Unsustainable use of subsurface environment is escalating. Can geologists find solutions?
one usually thinks of 'the environment' to mean rivers and seas, air and oceans, fields and forests, and the animal world. In other words, the hydrosphere, atmosphere and biosphere. But an equally important part of the environment is the lithosphere or the earth's inner crust. Shallow parts of the lithosphere are every bit as fragile as the earth's surface environments. They are just as threatened by unsustainable use, for instance, by over-exploitation of minerals and petroleum, or by pollution of soils and groundwater. These threats are even more serious than threats to the more visible environment.
The rapidly developing field of environmental geology seeks to clarify the science of the subsurface, to raise public awareness of its environmental problems, and to guide planners and decision-makers towards appropriate solutions. There are three facets to environmental geology. The first is concerned with finding the resources which modern societies require: the inputs to the economic system. Of these inputs, the most urgent demands by energy-hungry nations are for the fossil fuel resources of coal, oil and natural gas -- and geologists are employed to find them.
Secondly, increasing resource inputs to society inevitably means increased outputs. Environmental geologists are being forced to devote increasing effort to assessing and mitigating the human impacts on the subsurface environment. The extraction of resources is itself a major impact. Mining of fuels and minerals can devastate natural ecosystems. Deep mining can cause ground subsidence, as well as changes in the water table. The stability of bedrock becomes crucial when it is to support large engineered structures. The Taj Mahal has remained stable on the soft sediments of the river Yamuna because of its well-designed pier foundations. Now the stakes are even higher, as for the purposes of engineering, geologists are asked to assess big dam projects such as Sardar Sarovar or Tehri.

RAW DATA:
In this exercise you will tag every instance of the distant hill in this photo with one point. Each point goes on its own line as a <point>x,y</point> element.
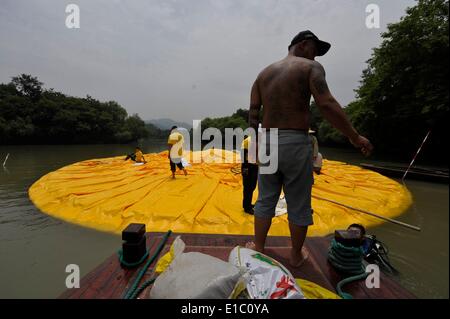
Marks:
<point>167,124</point>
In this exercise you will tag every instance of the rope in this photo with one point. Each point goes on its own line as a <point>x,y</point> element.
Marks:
<point>134,290</point>
<point>349,261</point>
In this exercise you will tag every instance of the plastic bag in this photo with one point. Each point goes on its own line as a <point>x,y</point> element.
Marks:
<point>195,275</point>
<point>266,278</point>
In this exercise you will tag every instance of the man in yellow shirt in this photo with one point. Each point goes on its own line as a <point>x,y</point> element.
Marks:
<point>317,156</point>
<point>175,144</point>
<point>138,156</point>
<point>249,173</point>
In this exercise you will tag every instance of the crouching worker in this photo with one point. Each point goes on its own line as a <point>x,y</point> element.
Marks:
<point>249,173</point>
<point>175,144</point>
<point>137,156</point>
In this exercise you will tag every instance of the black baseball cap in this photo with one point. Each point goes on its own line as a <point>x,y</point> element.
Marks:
<point>322,46</point>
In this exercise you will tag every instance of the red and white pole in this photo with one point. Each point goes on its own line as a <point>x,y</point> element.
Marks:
<point>417,153</point>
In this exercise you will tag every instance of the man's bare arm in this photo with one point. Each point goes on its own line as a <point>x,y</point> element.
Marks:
<point>255,106</point>
<point>332,110</point>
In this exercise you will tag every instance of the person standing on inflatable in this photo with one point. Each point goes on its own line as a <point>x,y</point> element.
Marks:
<point>284,89</point>
<point>175,143</point>
<point>249,173</point>
<point>137,156</point>
<point>317,156</point>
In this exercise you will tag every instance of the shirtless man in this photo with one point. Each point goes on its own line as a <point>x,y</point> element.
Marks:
<point>284,89</point>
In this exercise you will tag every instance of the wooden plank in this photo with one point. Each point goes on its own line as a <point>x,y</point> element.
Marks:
<point>109,280</point>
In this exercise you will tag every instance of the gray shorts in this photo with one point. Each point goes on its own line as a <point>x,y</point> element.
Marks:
<point>294,175</point>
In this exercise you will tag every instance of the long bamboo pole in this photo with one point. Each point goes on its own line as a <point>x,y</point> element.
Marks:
<point>370,213</point>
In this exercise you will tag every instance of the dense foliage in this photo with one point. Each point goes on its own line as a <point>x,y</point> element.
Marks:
<point>404,89</point>
<point>31,115</point>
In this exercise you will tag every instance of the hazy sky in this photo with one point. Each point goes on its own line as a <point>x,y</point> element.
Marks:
<point>181,59</point>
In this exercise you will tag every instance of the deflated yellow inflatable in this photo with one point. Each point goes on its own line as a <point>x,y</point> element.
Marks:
<point>108,194</point>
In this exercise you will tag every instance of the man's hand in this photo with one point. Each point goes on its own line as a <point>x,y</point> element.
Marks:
<point>363,144</point>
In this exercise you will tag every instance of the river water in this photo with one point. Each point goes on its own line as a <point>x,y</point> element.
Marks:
<point>35,248</point>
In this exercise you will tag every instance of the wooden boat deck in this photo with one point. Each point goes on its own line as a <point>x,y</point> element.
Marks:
<point>110,281</point>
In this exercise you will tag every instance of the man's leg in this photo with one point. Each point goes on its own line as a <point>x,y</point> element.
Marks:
<point>269,187</point>
<point>298,180</point>
<point>262,226</point>
<point>247,193</point>
<point>298,235</point>
<point>253,170</point>
<point>172,168</point>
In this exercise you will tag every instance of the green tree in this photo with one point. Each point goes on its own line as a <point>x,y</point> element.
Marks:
<point>404,89</point>
<point>28,86</point>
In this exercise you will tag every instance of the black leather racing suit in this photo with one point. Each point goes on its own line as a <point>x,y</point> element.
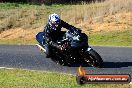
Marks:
<point>51,35</point>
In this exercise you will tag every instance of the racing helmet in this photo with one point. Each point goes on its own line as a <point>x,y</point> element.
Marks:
<point>54,21</point>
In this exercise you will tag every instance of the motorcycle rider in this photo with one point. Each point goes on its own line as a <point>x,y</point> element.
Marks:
<point>52,32</point>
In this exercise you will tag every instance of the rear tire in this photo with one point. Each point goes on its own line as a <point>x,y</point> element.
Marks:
<point>94,59</point>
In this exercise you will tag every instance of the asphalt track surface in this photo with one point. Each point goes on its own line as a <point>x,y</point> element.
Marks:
<point>117,60</point>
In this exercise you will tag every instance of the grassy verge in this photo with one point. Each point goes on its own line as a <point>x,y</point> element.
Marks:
<point>114,38</point>
<point>16,78</point>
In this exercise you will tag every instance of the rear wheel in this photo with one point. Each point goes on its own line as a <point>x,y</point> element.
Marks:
<point>93,58</point>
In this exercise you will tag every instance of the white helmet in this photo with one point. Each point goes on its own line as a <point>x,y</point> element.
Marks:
<point>54,21</point>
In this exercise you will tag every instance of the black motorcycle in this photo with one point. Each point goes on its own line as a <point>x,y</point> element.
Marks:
<point>74,50</point>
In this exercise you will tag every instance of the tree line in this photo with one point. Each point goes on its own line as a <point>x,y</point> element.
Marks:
<point>49,1</point>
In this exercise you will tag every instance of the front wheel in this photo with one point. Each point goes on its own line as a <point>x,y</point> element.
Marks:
<point>93,58</point>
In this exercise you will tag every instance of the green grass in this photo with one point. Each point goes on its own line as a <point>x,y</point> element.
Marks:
<point>17,78</point>
<point>115,38</point>
<point>14,15</point>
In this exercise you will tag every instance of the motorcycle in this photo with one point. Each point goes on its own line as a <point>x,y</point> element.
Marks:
<point>74,49</point>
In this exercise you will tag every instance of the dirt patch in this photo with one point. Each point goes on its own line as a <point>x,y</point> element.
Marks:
<point>120,21</point>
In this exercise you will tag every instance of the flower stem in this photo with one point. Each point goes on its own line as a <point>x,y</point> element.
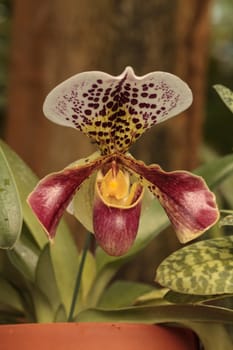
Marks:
<point>79,277</point>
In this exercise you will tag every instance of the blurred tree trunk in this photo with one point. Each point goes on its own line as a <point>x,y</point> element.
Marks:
<point>51,40</point>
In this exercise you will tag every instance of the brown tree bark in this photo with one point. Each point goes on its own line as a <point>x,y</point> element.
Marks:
<point>52,40</point>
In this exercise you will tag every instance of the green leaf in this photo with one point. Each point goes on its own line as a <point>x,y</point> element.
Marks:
<point>226,221</point>
<point>45,279</point>
<point>152,223</point>
<point>203,268</point>
<point>65,262</point>
<point>9,296</point>
<point>10,208</point>
<point>159,314</point>
<point>24,256</point>
<point>216,171</point>
<point>25,181</point>
<point>208,322</point>
<point>122,294</point>
<point>43,309</point>
<point>226,95</point>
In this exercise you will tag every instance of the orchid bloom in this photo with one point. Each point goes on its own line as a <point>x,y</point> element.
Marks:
<point>115,111</point>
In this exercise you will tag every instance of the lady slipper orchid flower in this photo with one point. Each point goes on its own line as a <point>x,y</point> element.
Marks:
<point>115,111</point>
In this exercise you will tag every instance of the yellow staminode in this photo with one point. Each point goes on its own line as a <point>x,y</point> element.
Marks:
<point>115,185</point>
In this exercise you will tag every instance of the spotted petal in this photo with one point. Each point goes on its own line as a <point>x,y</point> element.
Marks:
<point>115,111</point>
<point>189,204</point>
<point>53,193</point>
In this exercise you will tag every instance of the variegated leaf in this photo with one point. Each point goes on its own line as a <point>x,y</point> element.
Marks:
<point>204,268</point>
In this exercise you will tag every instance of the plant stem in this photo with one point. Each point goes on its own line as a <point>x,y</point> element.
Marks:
<point>79,277</point>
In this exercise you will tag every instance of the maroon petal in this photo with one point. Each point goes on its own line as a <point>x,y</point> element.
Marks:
<point>53,193</point>
<point>189,204</point>
<point>115,228</point>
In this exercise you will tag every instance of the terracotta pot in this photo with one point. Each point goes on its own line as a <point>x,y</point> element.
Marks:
<point>95,336</point>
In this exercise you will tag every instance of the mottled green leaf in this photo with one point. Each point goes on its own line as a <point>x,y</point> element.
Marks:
<point>154,221</point>
<point>60,315</point>
<point>122,294</point>
<point>65,262</point>
<point>226,95</point>
<point>203,268</point>
<point>11,217</point>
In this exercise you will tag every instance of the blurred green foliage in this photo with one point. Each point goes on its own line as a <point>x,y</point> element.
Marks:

WHAT THIS EXERCISE ASKS:
**1.** From the passage on environmental geology above, copy the words from "Secondly, increasing resource" up to and including "Sarovar or Tehri.".
**2.** According to the passage on environmental geology above, what has kept the Taj Mahal stable on the soft sediments of the river Yamuna?

EXERCISE RESPONSES:
**1.**
Secondly, increasing resource inputs to society inevitably means increased outputs. Environmental geologists are being forced to devote increasing effort to assessing and mitigating the human impacts on the subsurface environment. The extraction of resources is itself a major impact. Mining of fuels and minerals can devastate natural ecosystems. Deep mining can cause ground subsidence, as well as changes in the water table. The stability of bedrock becomes crucial when it is to support large engineered structures. The Taj Mahal has remained stable on the soft sediments of the river Yamuna because of its well-designed pier foundations. Now the stakes are even higher, as for the purposes of engineering, geologists are asked to assess big dam projects such as Sardar Sarovar or Tehri.

**2.** Its well-designed pier foundations.